____ Supplied data

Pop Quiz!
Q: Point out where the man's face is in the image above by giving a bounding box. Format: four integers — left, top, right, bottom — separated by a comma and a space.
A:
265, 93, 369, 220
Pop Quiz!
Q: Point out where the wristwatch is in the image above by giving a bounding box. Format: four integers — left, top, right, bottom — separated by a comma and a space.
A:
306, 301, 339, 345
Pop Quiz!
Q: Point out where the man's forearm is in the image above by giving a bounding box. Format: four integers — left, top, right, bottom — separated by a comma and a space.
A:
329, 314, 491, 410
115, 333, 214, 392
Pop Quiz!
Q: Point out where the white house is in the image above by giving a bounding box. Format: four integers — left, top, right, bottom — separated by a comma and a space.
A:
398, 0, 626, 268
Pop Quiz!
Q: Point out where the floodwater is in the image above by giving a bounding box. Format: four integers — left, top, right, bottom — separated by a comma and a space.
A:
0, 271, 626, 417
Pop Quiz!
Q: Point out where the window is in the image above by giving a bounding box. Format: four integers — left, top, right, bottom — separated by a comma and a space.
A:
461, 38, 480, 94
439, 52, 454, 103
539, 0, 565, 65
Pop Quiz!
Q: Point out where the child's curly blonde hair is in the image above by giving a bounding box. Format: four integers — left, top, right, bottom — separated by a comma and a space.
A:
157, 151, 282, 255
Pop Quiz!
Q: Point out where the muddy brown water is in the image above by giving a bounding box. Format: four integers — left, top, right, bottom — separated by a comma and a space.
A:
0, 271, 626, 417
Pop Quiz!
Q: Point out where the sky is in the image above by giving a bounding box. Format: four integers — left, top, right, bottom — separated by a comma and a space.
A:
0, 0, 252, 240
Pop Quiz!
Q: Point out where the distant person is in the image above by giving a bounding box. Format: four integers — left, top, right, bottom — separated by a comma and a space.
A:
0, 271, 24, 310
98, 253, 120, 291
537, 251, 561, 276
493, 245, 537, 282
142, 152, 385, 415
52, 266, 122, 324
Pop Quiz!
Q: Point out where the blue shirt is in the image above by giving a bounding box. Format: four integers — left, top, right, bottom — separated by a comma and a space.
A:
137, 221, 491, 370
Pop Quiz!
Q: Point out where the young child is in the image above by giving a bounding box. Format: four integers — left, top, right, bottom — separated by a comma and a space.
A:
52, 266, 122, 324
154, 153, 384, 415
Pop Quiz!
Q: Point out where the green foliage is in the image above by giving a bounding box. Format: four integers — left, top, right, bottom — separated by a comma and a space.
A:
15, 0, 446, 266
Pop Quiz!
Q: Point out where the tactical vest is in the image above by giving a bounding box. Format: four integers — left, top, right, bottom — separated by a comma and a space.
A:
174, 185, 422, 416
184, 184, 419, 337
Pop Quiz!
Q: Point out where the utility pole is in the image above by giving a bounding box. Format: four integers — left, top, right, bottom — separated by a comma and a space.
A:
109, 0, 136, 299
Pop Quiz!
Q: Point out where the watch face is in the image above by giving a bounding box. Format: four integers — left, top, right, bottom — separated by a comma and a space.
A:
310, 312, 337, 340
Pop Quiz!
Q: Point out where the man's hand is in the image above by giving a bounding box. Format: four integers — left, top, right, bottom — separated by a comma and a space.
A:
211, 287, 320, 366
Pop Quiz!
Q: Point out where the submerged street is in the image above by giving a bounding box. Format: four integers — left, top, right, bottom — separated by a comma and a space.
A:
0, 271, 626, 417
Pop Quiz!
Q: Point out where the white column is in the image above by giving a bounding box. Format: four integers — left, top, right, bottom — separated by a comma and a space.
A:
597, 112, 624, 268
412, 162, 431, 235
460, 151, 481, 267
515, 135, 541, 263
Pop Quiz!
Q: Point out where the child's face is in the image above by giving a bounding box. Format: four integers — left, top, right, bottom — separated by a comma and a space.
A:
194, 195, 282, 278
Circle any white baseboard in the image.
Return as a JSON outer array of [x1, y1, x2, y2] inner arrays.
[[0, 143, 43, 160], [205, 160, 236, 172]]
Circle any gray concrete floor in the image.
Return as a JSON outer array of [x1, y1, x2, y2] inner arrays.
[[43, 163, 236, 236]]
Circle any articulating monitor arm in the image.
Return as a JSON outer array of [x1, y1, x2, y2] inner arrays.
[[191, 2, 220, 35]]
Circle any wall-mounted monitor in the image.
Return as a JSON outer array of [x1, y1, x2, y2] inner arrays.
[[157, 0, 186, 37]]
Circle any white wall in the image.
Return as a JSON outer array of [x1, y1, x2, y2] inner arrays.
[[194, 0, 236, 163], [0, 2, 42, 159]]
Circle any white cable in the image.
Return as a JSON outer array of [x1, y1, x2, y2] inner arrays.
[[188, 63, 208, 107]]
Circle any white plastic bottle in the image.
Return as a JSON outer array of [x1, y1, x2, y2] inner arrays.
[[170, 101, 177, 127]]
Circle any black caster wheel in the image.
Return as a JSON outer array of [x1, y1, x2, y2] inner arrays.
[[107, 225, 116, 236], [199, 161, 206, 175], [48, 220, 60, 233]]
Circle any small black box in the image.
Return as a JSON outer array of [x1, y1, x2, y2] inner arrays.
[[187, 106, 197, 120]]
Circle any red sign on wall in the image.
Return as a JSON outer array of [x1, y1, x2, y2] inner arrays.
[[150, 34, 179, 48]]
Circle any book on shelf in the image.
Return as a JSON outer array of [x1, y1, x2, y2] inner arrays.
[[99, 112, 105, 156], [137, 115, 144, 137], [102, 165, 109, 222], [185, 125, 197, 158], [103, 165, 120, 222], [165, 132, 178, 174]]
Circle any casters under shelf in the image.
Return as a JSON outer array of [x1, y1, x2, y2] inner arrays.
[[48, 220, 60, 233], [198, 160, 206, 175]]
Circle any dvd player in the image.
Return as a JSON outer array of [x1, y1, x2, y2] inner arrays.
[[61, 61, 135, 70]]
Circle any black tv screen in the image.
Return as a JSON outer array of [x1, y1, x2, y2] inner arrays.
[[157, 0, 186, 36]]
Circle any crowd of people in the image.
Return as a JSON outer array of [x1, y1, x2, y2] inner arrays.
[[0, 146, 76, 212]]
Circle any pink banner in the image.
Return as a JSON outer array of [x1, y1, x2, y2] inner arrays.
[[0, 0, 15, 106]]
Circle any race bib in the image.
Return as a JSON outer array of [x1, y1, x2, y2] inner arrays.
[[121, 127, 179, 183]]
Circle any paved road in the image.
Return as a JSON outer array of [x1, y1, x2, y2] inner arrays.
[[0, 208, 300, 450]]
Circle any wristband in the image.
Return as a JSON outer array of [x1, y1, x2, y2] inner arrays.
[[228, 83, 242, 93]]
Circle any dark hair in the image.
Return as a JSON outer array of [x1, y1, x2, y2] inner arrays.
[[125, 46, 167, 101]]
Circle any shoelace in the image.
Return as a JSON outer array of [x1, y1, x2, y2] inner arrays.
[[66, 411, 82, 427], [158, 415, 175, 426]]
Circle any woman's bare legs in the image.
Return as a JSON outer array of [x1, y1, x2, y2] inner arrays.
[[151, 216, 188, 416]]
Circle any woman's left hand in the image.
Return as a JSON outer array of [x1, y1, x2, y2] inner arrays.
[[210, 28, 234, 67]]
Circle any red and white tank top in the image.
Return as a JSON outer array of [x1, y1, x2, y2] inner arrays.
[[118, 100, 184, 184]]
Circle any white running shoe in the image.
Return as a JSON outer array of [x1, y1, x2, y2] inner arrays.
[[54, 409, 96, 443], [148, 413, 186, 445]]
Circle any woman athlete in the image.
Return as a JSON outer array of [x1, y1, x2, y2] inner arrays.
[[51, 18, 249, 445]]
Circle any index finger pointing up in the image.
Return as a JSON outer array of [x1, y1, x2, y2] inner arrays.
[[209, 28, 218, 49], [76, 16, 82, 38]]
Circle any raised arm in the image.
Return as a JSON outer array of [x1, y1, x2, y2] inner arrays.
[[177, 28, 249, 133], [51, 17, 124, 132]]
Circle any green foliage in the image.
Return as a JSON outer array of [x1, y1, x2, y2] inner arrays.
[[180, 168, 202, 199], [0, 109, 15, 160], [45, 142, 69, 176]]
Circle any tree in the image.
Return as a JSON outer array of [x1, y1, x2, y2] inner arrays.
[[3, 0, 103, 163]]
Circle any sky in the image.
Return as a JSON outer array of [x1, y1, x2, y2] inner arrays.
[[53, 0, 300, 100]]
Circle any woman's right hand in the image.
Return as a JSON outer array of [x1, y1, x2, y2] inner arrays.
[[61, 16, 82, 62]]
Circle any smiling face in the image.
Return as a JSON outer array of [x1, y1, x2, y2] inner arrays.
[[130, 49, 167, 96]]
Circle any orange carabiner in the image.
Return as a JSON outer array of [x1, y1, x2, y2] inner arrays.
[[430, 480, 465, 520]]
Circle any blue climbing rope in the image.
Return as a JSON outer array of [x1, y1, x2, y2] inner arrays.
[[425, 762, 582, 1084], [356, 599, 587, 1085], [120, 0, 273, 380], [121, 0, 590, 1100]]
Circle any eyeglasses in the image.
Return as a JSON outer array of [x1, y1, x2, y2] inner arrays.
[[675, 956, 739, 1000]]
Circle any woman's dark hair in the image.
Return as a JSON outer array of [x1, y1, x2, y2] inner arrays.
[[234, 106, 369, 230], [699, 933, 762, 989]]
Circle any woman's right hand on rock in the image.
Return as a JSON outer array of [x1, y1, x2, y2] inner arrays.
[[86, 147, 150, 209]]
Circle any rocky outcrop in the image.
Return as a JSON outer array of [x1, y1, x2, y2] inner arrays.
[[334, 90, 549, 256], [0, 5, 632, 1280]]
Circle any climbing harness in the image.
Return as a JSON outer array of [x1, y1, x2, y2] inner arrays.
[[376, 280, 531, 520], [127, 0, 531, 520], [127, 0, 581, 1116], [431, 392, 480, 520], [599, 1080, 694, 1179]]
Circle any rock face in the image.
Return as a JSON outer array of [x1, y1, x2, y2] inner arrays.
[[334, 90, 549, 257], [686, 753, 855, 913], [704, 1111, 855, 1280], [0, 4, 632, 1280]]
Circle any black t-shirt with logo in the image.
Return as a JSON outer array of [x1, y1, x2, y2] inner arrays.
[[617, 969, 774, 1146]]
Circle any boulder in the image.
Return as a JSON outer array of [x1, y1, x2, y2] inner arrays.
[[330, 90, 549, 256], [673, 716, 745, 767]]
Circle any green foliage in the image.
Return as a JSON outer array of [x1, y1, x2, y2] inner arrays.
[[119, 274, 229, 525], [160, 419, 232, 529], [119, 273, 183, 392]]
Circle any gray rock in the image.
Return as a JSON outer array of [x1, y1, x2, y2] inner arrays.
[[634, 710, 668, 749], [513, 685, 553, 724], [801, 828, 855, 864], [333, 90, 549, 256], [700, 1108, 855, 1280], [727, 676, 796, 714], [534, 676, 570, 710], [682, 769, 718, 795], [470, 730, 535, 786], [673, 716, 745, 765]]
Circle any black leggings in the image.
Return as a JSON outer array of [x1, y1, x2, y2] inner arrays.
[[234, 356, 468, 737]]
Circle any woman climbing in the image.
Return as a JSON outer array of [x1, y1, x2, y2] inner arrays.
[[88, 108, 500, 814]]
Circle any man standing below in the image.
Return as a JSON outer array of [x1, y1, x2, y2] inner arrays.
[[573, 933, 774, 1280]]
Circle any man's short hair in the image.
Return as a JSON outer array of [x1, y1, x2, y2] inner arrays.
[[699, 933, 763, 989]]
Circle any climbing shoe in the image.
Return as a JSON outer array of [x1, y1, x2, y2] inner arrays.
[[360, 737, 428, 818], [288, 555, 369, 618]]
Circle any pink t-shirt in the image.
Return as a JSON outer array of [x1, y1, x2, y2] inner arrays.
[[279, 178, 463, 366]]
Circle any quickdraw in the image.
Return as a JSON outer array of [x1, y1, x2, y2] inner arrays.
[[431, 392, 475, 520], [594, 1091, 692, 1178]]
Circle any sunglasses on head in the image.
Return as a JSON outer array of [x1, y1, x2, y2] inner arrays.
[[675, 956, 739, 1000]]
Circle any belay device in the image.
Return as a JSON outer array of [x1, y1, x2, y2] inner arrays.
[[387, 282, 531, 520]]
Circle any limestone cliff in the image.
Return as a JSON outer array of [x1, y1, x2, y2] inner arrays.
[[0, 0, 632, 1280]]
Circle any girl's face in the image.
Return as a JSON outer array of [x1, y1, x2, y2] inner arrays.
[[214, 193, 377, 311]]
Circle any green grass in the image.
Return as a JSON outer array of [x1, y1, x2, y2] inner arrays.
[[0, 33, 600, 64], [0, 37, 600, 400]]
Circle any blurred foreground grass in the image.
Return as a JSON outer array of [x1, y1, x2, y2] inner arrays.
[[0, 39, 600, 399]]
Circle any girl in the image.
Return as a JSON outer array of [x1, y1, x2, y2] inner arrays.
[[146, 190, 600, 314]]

________

**Your instructions**
Can you give the lines of the records above as a JSON list of strings, one string per line with blank lines left out, starting at the line that contains "Circle any paved road in the image." and stopping after the line that contains "[[209, 28, 218, 49], [76, 16, 82, 38]]"?

**Final result**
[
  "Circle any paved road in the image.",
  "Return as a JSON outer array of [x1, y1, x2, y2] inner arrays.",
  "[[0, 208, 300, 450]]",
  "Circle any wristband in the image.",
  "Return as a JSON outer array of [x1, y1, x2, y2] inner arrays.",
  "[[228, 83, 242, 93]]",
  "Circle any dark hair in the image.",
  "Return as a JSON outer array of [x1, y1, x2, y2] inner arrays.",
  "[[125, 46, 167, 101]]",
  "Circle any shoelace in the image.",
  "Return as a JSON outer array of [x1, y1, x2, y2] inner arrays.",
  "[[66, 411, 82, 427], [158, 415, 175, 426]]",
  "Circle any woman's bare legs in the image.",
  "Return as a JSON outer array of [x1, y1, x2, y2] inner arrays.",
  "[[151, 216, 188, 416]]",
  "Circle any woman's left hand in the image.",
  "Return as a JSON outer array of [x1, y1, x2, y2] inner arrays.",
  "[[210, 28, 234, 67]]",
  "Circle any red and white tank top in the image.",
  "Return as a JSON outer array of [x1, y1, x2, y2] inner arrays.",
  "[[118, 100, 184, 184]]",
  "Circle any white running shoe in the image.",
  "Return as a JSON outer array of [x1, y1, x2, y2] inner arrays.",
  "[[54, 409, 96, 443], [148, 413, 186, 445]]",
  "Circle any woman athlete in the image.",
  "Return as a JSON outer array of [x1, y1, x2, y2] inner arrays.",
  "[[51, 18, 249, 445]]",
  "Circle any index finger pointing up in the image.",
  "Return as a JSON outer array of [x1, y1, x2, y2] inner arrays.",
  "[[209, 28, 218, 49], [76, 16, 82, 38]]"
]